REQUEST: In the records below, switch each "floral hair accessory" to "flower crown" and keep every other word the same. Omit the pictures from your answer.

┌─ MATERIAL SUPPLIED

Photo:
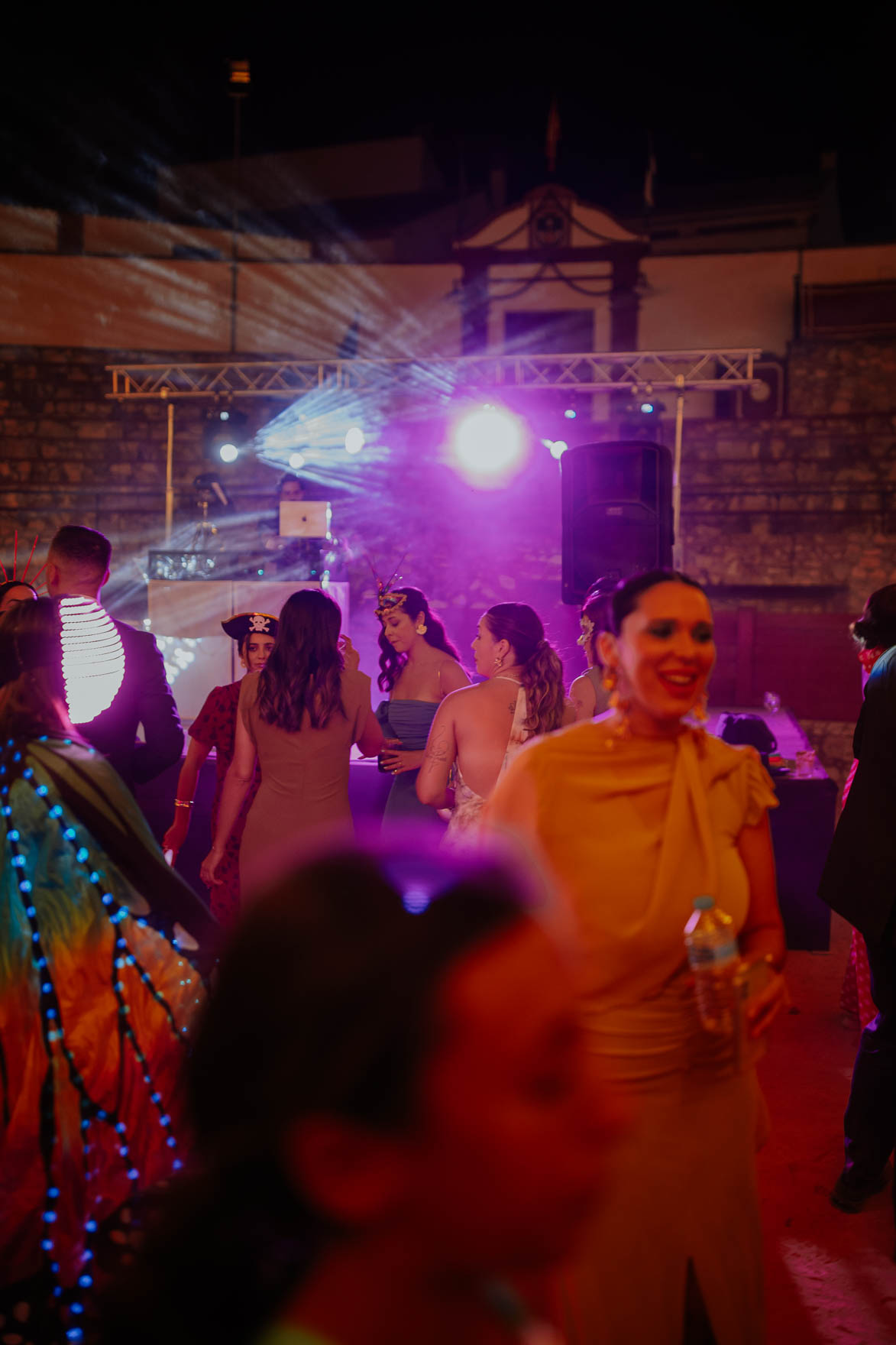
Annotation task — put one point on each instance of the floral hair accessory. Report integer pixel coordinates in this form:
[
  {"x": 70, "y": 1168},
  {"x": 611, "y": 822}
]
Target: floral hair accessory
[{"x": 587, "y": 631}]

└─

TASK RESPONSE:
Photo:
Annotation task — put one point on each instance of the flower crown. Report integer pixel coordinates in this form:
[
  {"x": 70, "y": 1168},
  {"x": 611, "y": 822}
]
Target: flower crown
[{"x": 587, "y": 631}]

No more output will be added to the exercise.